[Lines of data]
________
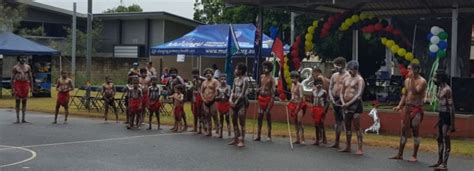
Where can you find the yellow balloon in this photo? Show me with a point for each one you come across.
(402, 52)
(349, 22)
(363, 15)
(384, 40)
(370, 16)
(415, 61)
(355, 18)
(394, 48)
(409, 56)
(390, 43)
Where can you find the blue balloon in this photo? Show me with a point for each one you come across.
(443, 45)
(429, 36)
(432, 55)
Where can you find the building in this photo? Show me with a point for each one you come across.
(126, 35)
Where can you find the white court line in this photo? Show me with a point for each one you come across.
(91, 141)
(33, 155)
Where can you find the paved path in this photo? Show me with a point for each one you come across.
(89, 144)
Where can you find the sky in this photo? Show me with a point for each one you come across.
(182, 8)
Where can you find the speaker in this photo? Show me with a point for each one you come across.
(463, 95)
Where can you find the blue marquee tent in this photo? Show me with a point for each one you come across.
(211, 41)
(11, 44)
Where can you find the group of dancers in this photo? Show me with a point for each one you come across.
(214, 101)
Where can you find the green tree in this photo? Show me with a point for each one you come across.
(65, 46)
(122, 8)
(11, 15)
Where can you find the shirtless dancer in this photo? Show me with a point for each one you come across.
(196, 104)
(351, 94)
(239, 104)
(21, 82)
(446, 120)
(411, 103)
(319, 103)
(265, 99)
(335, 88)
(297, 106)
(63, 86)
(145, 82)
(318, 74)
(223, 104)
(154, 104)
(108, 93)
(208, 94)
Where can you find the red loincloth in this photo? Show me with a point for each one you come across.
(317, 113)
(293, 106)
(223, 107)
(178, 112)
(264, 101)
(63, 98)
(21, 87)
(154, 106)
(134, 105)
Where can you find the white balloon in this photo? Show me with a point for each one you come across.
(434, 39)
(435, 30)
(434, 48)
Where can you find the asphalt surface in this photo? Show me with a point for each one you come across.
(89, 144)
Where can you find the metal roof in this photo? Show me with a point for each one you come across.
(378, 7)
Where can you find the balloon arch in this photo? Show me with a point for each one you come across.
(369, 24)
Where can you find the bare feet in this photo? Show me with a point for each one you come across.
(241, 144)
(345, 150)
(233, 142)
(413, 159)
(435, 165)
(396, 157)
(335, 145)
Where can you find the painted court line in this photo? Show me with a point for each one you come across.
(33, 155)
(91, 141)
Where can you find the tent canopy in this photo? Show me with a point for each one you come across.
(12, 44)
(211, 41)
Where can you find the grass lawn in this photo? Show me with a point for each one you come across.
(462, 147)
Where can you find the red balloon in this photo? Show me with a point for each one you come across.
(370, 28)
(397, 32)
(389, 28)
(378, 26)
(331, 19)
(294, 53)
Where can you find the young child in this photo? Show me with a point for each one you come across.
(319, 104)
(178, 111)
(297, 106)
(223, 104)
(154, 104)
(373, 114)
(108, 93)
(134, 103)
(63, 86)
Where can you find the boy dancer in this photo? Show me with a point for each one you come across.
(178, 111)
(239, 104)
(297, 106)
(63, 86)
(135, 96)
(21, 80)
(265, 99)
(108, 93)
(319, 105)
(154, 104)
(223, 105)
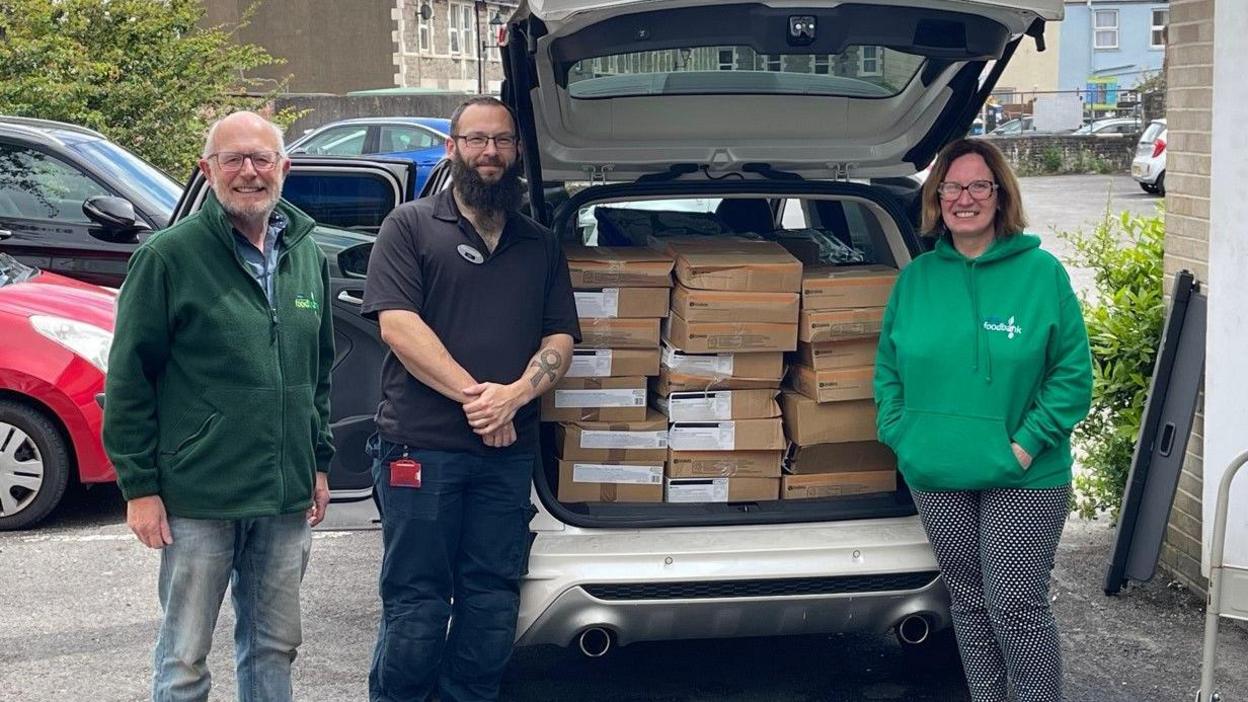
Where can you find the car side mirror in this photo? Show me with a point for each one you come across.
(353, 260)
(117, 220)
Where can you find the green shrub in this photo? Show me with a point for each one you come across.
(1123, 312)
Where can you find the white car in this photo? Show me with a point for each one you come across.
(759, 106)
(1148, 166)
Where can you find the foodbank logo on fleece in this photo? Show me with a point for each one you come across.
(1009, 326)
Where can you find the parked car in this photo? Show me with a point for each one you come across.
(1148, 166)
(421, 140)
(56, 335)
(658, 128)
(76, 204)
(1111, 125)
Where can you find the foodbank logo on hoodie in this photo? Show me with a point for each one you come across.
(1009, 327)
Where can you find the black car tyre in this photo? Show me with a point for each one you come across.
(34, 465)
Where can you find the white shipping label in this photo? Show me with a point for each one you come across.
(593, 364)
(720, 436)
(624, 397)
(698, 365)
(700, 406)
(598, 305)
(593, 439)
(709, 490)
(619, 475)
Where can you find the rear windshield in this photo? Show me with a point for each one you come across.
(859, 71)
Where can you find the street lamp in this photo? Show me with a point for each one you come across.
(494, 24)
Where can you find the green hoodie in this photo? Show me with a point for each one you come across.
(216, 401)
(975, 355)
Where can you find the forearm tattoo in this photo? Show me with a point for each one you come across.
(548, 364)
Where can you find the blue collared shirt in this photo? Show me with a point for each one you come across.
(263, 265)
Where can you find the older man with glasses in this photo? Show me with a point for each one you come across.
(217, 417)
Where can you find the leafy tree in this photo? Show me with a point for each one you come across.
(149, 74)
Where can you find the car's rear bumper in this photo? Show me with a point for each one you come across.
(655, 585)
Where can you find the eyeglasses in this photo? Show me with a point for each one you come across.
(231, 161)
(979, 189)
(503, 141)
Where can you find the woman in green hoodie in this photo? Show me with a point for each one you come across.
(981, 375)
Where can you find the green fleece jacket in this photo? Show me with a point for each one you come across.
(216, 401)
(975, 355)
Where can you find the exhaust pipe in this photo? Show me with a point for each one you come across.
(594, 642)
(914, 630)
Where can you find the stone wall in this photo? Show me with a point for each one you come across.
(1046, 154)
(1189, 121)
(323, 109)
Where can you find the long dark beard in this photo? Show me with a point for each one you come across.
(488, 197)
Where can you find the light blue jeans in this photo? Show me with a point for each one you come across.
(262, 560)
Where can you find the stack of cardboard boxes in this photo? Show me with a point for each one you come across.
(612, 447)
(734, 315)
(829, 415)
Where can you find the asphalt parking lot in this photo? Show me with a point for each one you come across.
(79, 612)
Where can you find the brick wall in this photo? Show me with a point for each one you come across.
(1189, 98)
(1043, 154)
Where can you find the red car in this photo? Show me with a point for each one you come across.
(54, 350)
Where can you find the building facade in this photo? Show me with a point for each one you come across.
(1110, 46)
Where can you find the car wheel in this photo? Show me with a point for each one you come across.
(34, 466)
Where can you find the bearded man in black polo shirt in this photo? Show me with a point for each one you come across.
(476, 304)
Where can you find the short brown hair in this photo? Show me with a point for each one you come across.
(479, 100)
(1009, 217)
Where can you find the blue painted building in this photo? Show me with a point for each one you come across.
(1108, 46)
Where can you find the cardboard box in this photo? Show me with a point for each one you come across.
(595, 400)
(724, 306)
(725, 464)
(710, 337)
(607, 362)
(697, 406)
(627, 302)
(726, 365)
(808, 422)
(669, 382)
(833, 325)
(845, 354)
(846, 287)
(619, 334)
(735, 264)
(854, 457)
(607, 266)
(833, 386)
(609, 442)
(726, 435)
(721, 489)
(836, 485)
(610, 482)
________
■ **REQUIREMENT**: Reproduce the material above in full and without alteration, but skip all pictures.

■ **RESULT OF THE EXERCISE**:
Where can you find the yellow balloon in this photo? Show me with a point for each one you come across.
(402, 52)
(349, 22)
(363, 15)
(384, 40)
(370, 16)
(415, 61)
(355, 18)
(394, 48)
(409, 56)
(390, 43)
Where can you find the blue balloon in this photo? Show me with a point for each one you come across.
(443, 45)
(429, 36)
(432, 55)
Where can you find the building in this photo? Show me with a point for each one you come across.
(126, 35)
Where can you find the white court line in this photo? Show me with a point for each one you come across.
(91, 141)
(33, 155)
Where can you find the paved path in this photo? Show me with a point for each one you come across.
(89, 144)
Where can you find the sky in this photo? Show me with a point for each one you come across.
(182, 8)
Where can you find the speaker in this photo? Show me with a point for each one you come across.
(463, 95)
Where can you find the blue marquee tent in this photo? Show me with a point for each one you come across.
(211, 41)
(11, 44)
Where can you find the group of dancers in this photo? Show me with a point for each one you come across.
(214, 101)
Where can you find the green tree in this photo? Show me with a point for each one you come across.
(65, 46)
(122, 8)
(11, 15)
Where can you find the shirtless dancer in this photo? Show me with a point for each one you come across.
(196, 104)
(351, 94)
(239, 104)
(21, 82)
(446, 120)
(411, 103)
(319, 103)
(265, 99)
(335, 88)
(297, 106)
(63, 86)
(145, 82)
(318, 74)
(223, 104)
(154, 104)
(108, 93)
(208, 94)
Where can you find the red loincloth in this photo? Show me with a point for each one you come across.
(317, 113)
(293, 106)
(223, 107)
(178, 112)
(264, 101)
(63, 98)
(21, 87)
(154, 106)
(134, 105)
Where can you find the white balloon in this photo? Show me with a point for each one you come across.
(434, 39)
(435, 30)
(434, 48)
Where can you find the asphalt surface in this photo? Show me with a point for each one you come across.
(89, 144)
Where can you find the metal roof in this photo? Show me with a point for each one you come across.
(378, 7)
Where can you find the balloon arch in this photo? Show me with a point for each one you come across.
(369, 24)
Where can you find the bare feet in this photo? Show me with a point for each one you come across.
(241, 144)
(345, 150)
(233, 142)
(413, 159)
(435, 165)
(396, 157)
(335, 145)
Where can you find the painted court line in this photo? Show me with a point for each one you come across.
(33, 155)
(91, 141)
Where can you find the tent canopy in this photo? Show me with a point for each one you come across.
(12, 44)
(211, 41)
Where can you find the grass lawn in this photo? Show me with a point for each one you come across.
(462, 147)
Where can you find the red balloon in this photo? Show me with a point for each one you come across.
(370, 28)
(397, 32)
(389, 28)
(378, 26)
(331, 19)
(294, 53)
Where can you find the young child in this photo? Show me with a point for each one you come across.
(319, 104)
(178, 111)
(297, 106)
(223, 104)
(154, 104)
(373, 114)
(108, 93)
(134, 103)
(63, 86)
Where can you find the boy dancer in this photo? Show me with a point for each one you come across.
(178, 111)
(239, 104)
(297, 106)
(63, 86)
(135, 96)
(21, 80)
(265, 99)
(108, 93)
(319, 105)
(154, 104)
(223, 105)
Where can you find the car side mirror in this photo? Show me with a point for each one you come across.
(353, 260)
(117, 220)
Where can you find the green shrub in this photo? Show me with a point for each one you come across.
(1123, 312)
Where can you find the white car in this photo? Show me with a point for each one you come across.
(759, 106)
(1148, 166)
Where can you find the foodbank logo on fleece in this photo? Show me with a point for each one you come across.
(1009, 326)
Where can you find the parked car in this photo? Show me with a point for each one you come across.
(1148, 166)
(421, 140)
(56, 335)
(658, 128)
(76, 204)
(1111, 125)
Where can you find the foodbank logo on hoodie in this photo? Show me with a point for each one you come across.
(1009, 327)
Where can you find the black car tyre in this photo? Show me with a point for each one you come across.
(34, 465)
Where can you find the white shipping label in this photo? Show me with a point for each one you come across.
(593, 364)
(720, 436)
(624, 397)
(698, 365)
(700, 406)
(598, 305)
(593, 439)
(709, 490)
(619, 475)
Where can you find the rear windshield in this photo? Show me with a point for each one you come across.
(859, 71)
Where can you find the street lamp in this photo? Show me with a point for each one you come across.
(494, 24)
Where can you find the green hoodie in this photo? Show me with a point for each one you come across.
(216, 401)
(975, 355)
Where can you find the forearm tattoo in this photo? Show me with a point for each one you come across.
(548, 364)
Where can you find the blue collared shirt in this photo? Show me with a point for each one you come across.
(263, 265)
Where can you find the older man with glasses in this photo? Show me with a point for each one you come across.
(217, 417)
Where can you find the leafy tree in this photo? Show me with a point for each one you come across.
(149, 74)
Where can you find the car's rear bumper in this photo? Show me with a point for each one you come across.
(655, 585)
Where can you find the eyeglasses in this photo? Show me with a point for each one you come across.
(231, 161)
(979, 189)
(503, 141)
Where can you find the woman in green hoodie in this photo? Show me with a point for each one you come across.
(981, 375)
Where can you find the green fleece jacket in this photo? Show me with a point for each one you come across.
(216, 401)
(975, 355)
Where can you find the exhaust pipe in this photo? Show me with a point for each one you come across.
(594, 642)
(914, 630)
Where can you find the stone wall in this photo? Show me with a point for each one you come across.
(1046, 154)
(1189, 121)
(323, 109)
Where can you find the long dark beard in this photo? Show me with a point for each one you come across.
(488, 197)
Where can you find the light blue jeans in this photo? Show me with a point for each one you come across.
(262, 560)
Where can you find the stack of cardboard boxes in this photo? Show me with a point for each one you come across.
(612, 447)
(734, 315)
(829, 415)
Where can you find the asphalt parking lot in this photo? Show me with a point for each one you come across.
(79, 612)
Where can you find the brick wall in this photo? Show me with a point for each one you come across.
(1189, 98)
(1043, 154)
Where can you find the red car in this photo? Show me with a point for each one you come across.
(54, 350)
Where can you find the building facade in this photo? Show me with a point for each one you come across.
(1110, 46)
Where can you find the car wheel in this photo? Show me with a point for each one you come across.
(34, 466)
Where can you find the bearded man in black polo shirt in this photo? Show me with a point for each one you come across.
(476, 304)
Where can you find the short brown hair in this photo? Show me with a point for each one you come across.
(479, 100)
(1009, 217)
Where can you find the blue painted building in this photo? Show me with a point for each one you come across.
(1108, 46)
Where can you find the cardboard box in this photo? Show me with a point for each one you come across.
(595, 400)
(724, 306)
(725, 464)
(710, 337)
(607, 362)
(697, 406)
(627, 302)
(726, 365)
(808, 422)
(669, 382)
(833, 325)
(845, 354)
(846, 287)
(619, 334)
(735, 264)
(854, 457)
(607, 266)
(833, 386)
(609, 442)
(726, 435)
(721, 489)
(836, 485)
(610, 482)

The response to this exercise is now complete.